### Assigned task
Omitting the pictures, output all of the records precisely as written.

### Given entries
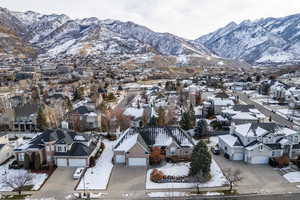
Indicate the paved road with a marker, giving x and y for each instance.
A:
(244, 197)
(275, 117)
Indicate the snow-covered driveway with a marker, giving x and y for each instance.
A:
(96, 178)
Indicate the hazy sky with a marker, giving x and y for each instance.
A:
(186, 18)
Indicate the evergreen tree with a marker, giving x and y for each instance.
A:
(192, 116)
(185, 122)
(201, 161)
(161, 117)
(41, 119)
(26, 161)
(37, 161)
(78, 94)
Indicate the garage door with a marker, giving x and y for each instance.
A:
(77, 162)
(61, 162)
(259, 160)
(120, 158)
(137, 161)
(238, 156)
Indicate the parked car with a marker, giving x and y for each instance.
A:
(15, 165)
(78, 173)
(215, 150)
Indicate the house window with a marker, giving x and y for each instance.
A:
(273, 153)
(261, 147)
(173, 150)
(21, 156)
(296, 139)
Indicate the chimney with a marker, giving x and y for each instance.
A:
(64, 125)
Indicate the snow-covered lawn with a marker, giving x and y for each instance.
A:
(180, 169)
(167, 194)
(292, 177)
(96, 178)
(37, 179)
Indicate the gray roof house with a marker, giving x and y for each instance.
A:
(134, 145)
(62, 147)
(255, 143)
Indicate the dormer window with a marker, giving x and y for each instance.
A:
(261, 147)
(296, 139)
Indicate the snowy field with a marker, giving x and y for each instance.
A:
(292, 177)
(96, 178)
(181, 169)
(37, 179)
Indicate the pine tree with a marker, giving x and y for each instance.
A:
(201, 161)
(41, 119)
(185, 122)
(192, 116)
(26, 161)
(161, 117)
(37, 161)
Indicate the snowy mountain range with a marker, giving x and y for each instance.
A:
(54, 35)
(264, 41)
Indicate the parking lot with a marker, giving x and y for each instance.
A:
(257, 178)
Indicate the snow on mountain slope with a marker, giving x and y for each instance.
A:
(263, 41)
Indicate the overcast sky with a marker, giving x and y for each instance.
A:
(185, 18)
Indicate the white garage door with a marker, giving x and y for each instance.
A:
(238, 156)
(137, 161)
(120, 158)
(77, 162)
(61, 162)
(259, 160)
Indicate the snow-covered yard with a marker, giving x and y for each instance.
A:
(96, 178)
(181, 169)
(37, 179)
(292, 177)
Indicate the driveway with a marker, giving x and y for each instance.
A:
(257, 178)
(127, 182)
(59, 185)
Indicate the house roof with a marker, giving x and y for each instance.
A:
(26, 110)
(83, 110)
(77, 149)
(230, 140)
(153, 136)
(243, 108)
(59, 136)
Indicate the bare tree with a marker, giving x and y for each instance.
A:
(17, 181)
(233, 176)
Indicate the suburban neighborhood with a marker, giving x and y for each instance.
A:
(98, 108)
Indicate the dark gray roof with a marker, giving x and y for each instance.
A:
(274, 146)
(26, 110)
(83, 110)
(77, 149)
(243, 108)
(59, 136)
(270, 127)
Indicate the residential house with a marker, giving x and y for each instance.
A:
(25, 117)
(84, 118)
(255, 143)
(134, 146)
(62, 147)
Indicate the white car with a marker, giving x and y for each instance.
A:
(78, 172)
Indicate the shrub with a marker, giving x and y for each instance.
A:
(156, 175)
(283, 161)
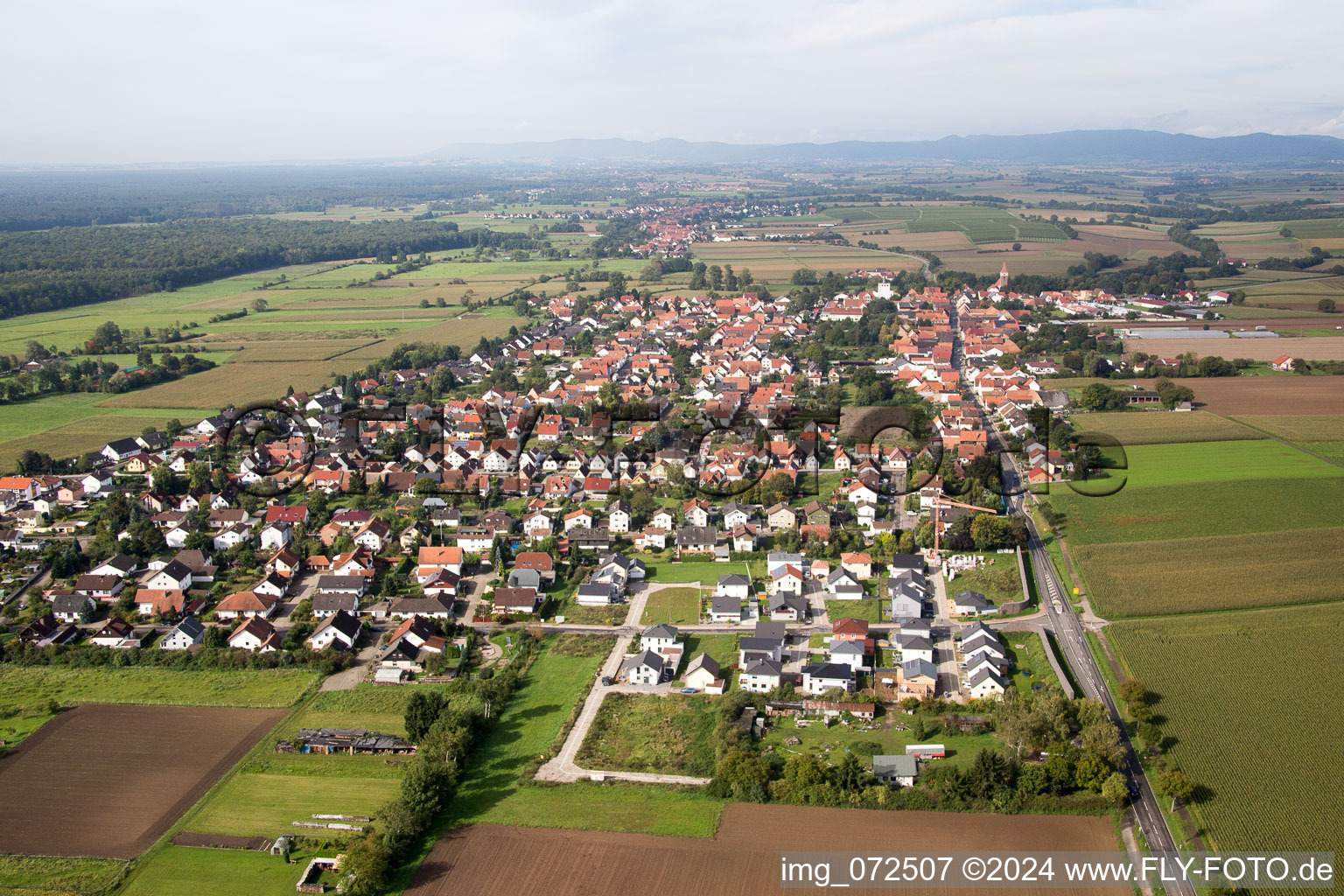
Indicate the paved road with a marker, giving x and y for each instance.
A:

### Answer to the problem
Indicate the paved road with a marker, giving x and y for each instance.
A:
(244, 197)
(275, 117)
Indicate the snow-covered driveway with a marker, giving x and y for each instance.
A:
(96, 178)
Indicate the hazy sky with a marker, giving x and y for each instance.
A:
(186, 18)
Indicate the evergreen tree with a marker, giving x and y for each instance.
A:
(192, 116)
(185, 122)
(201, 161)
(161, 117)
(41, 119)
(26, 161)
(37, 161)
(78, 94)
Indicate the garage door with a marker, giving x and y for each instance.
A:
(77, 162)
(61, 162)
(259, 160)
(120, 158)
(137, 161)
(238, 156)
Indicate the parked car with a marker, giving x and y for each instance.
A:
(15, 165)
(78, 173)
(215, 150)
Indicate the house window with a marker, giving x and y for each instance.
A:
(273, 153)
(261, 147)
(173, 150)
(21, 156)
(296, 139)
Indicate the chimney with a marker, giving x and y for each instance.
A:
(64, 125)
Indicate the snow-covered lawn with a marker, giving x and y for each instance.
A:
(180, 169)
(167, 194)
(292, 177)
(96, 178)
(37, 179)
Indicate the gray roof house with a marker, giving x and y for each instance.
A:
(134, 145)
(62, 147)
(255, 143)
Indicate the dormer window with a marker, giving x and y for each instance.
A:
(261, 147)
(296, 139)
Indicate the snowy field with a marker, giving x and y for each instance.
A:
(292, 177)
(96, 178)
(181, 169)
(37, 179)
Indicate the pine tree with a marker, giving x and y for each instance.
A:
(201, 161)
(41, 119)
(185, 122)
(192, 116)
(26, 161)
(161, 117)
(37, 161)
Indicate the snowy mountain range with a marker, giving x and y for each instance.
A:
(54, 35)
(264, 41)
Indicate the parking lot with a marker, giving x and y for each instance.
A:
(257, 178)
Indicate the snow on mountain slope with a marker, giving x and y for each instance.
A:
(263, 41)
Indicate the overcast sky with a marker, giving x and y for each instance.
A:
(185, 18)
Indicate the white garage door with a marker, giving x and y for each instance.
A:
(238, 156)
(137, 161)
(120, 158)
(77, 162)
(61, 162)
(259, 160)
Indicate the snow-covered yard with a marker, giving x and y for each instance.
A:
(96, 178)
(181, 169)
(37, 179)
(292, 177)
Indicate the driveway with a marker, giving x and y for each instance.
A:
(257, 178)
(127, 182)
(59, 185)
Indicate the house roof with a marker, giving x and y for each instance.
A:
(26, 110)
(83, 110)
(77, 149)
(230, 140)
(153, 136)
(243, 108)
(59, 136)
Indicate the bare tree with a marker, giving x and y for each instance.
A:
(17, 181)
(233, 176)
Indicate the suburban neighborhood with a marker, giving x and y for each instance.
A:
(98, 108)
Indicate the dark gray roof with a marker, giving x and y for each instance.
A:
(274, 146)
(26, 110)
(83, 110)
(77, 149)
(243, 108)
(59, 136)
(270, 127)
Indicate the residential house with a marker, giving x and y for each instance.
A:
(25, 117)
(84, 118)
(255, 143)
(134, 146)
(62, 147)
Indicate the white car with a marker, giving x and y for each instance.
A:
(78, 172)
Indicate the shrub with a marker, giving x and y for each instance.
A:
(156, 175)
(283, 161)
Indicate the paved road with a marker, giving x and y for each instance.
A:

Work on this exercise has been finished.